------ Article
Vous êtes sensibles, dites-vous, à tout ce qui intéresse l'honneur de la France, vous avez déploré le voile de honte dont les crimes de quelques révolutionnaires ont couvert, pendant une époque courte mais horrible, la patrie ensanglantée; et vous oubliez que les atrocités de la Traite sont, sans comparaison, beaucoup plus horribles dans leurs affreuses circonstances et bien plus immensément funestes dans leurs effets, que les plus abominables d'entre les crimes que vous déplorez.
Il faut du moins rendre justice aux grands criminels de la révolution; c'étaient de hardis scélérats, mais non des hypocrites. Ils n'ont jamais prétendu au titre de chrétiens. Dans la guerre impie qu'ils avaient déclarée aux hommes, ils avaient enveloppé l'Eternel lui-même, et ne lui demandaient rien. Ils étaient poussés au crime par le plus redoutable de tous les stimulans, les fureurs et les haines de parti: ayant la conscience des dangers qu'ils couraient et du châtiment qui les attendait, leurs âmes étaient dans un état perpétuel de délire et dans la folie du désespoir. Les objets de leurs cruautés, c'étaient leurs ennemis politiques: ils les combattaient avec acharnement et à outrance; ils les traitaient, comme ils s'attendaient à en être traités, sans pitié, sans miséricorde. Dans la nature même de leurs forfaits, il y avait un gage de leur peu de durée. Ils n'avaient point de sobriété dans leur système: ils n'avaient pas même coordonné un système. Il serait donc injuste de faire entrer leurs crimes en parallèle avec ceux des négriers. Ces derniers froidement combinés, sont le résultat de spéculations mercantiles. Et sur qui sont commis ces crimes? Il ne faut pas l'oublier, c'est sur des individus inoffensifs que les agens de la Traite vont chercher dans un pays éloigné. La force et la ruse sont employées, tour à tour et à la fois, contre ces déplorables victimes de l'avarice du négrier qui, calculant tranquillement les bénéfices de son crime, se propose, de sang froid, de fonder sur la base du vol et de l'homicide, son système commercial. Sans doute, c'est un spectacle qui fait horreur, que le spectacle de ces bourreaux athées blasphémant et renonçant la Divinité. Mais il y a quelque chose de plus affreux encore aux regards de tout esprit éclairé; c'est ce démenti pratique et journalier donné à la providence d'un Dieu bon et paternel, en bravant froidement et systématiquement sa vengeance, par la continuation d'une Traite reconnue pour la violation la plus manifeste de ses lois. L'athée le plus opiniâtre peut être éclairé, le plus grand criminel peut se repentir et être pardonné; mais que dirons-nous de ces hommes qui, reconnaissant l'autorité divine et l'énormité de leur crime, déclarent, néanmoins, que ce crime tout flagrant, tout cruel qu'il est, est trop lucratif pour qu'ils en abandonnent l'exercice?
------------
------ Bloc de données
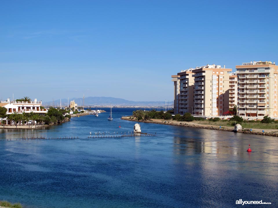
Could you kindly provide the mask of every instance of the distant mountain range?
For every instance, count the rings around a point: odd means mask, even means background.
[[[74,98],[69,100],[74,100],[79,106],[83,105],[83,98]],[[88,97],[84,99],[85,106],[97,105],[106,106],[110,105],[111,103],[112,106],[165,106],[165,101],[132,101],[121,98],[116,98],[111,97]],[[61,99],[62,106],[67,105],[68,99],[64,98]],[[167,107],[172,106],[172,101],[166,101]],[[60,105],[60,100],[54,101],[54,106]],[[53,105],[53,101],[43,102],[43,105]]]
------------
* Liste des tâches
#1 Comment traduire en anglais cette phrase de l'article sur la Traite : « Ils n'ont jamais prétendu au titre de chrétiens. » ?
#2 Pourriez-vous rédiger la suite de l'article sur la Traite, à partir de sa dernière phrase ?
Les données ne sont pas nécessaires ici.

* Réponses aux tâches
#1 They never laid claim to the title of Christians.

#2
Il est une réflexion, surtout, qui doit éveiller la honte et l'indignation dans le coeur de tout Français sensible à l'honneur national; c'est que, tant que la France refusera d'entrer dans les mesures de réciprocité que plusieurs nations de l'Europe ont adoptées pour la suppression efficace de la Traite, le drapeau blanc servira de protection à tous les pirates et à tous les aventuriers de l'univers, comme le plus propre à leur garantir l'exécution et l'impunité de leurs criminelles entreprises. Ainsi ce pavillon d'une nation grande et valeureuse, ce pavillon que les opprimés ne doivent jamais réclamer en vain, se verra associé à tous les crimes, et deviendra l'emblème naturel de l'injustice et de la cruauté.
Pour expliquer cet inexplicable manque de zèle qu'on remarque en France, en ce qui concerne l'abolition de la Traite, on a dit en Angleterre, bien que la chose soit à peine croyable, que des tentatives ont été faites, non sans quelques succès, pour intéresser dans cet important sujet, l'orgueil national du peuple français, et nuire à la cause des abolitionnistes, en soutenant qu'abolir la Traite, ce serait, pour la France, se soumettre à l'influence et à la volonté de la Grande-Bretagne.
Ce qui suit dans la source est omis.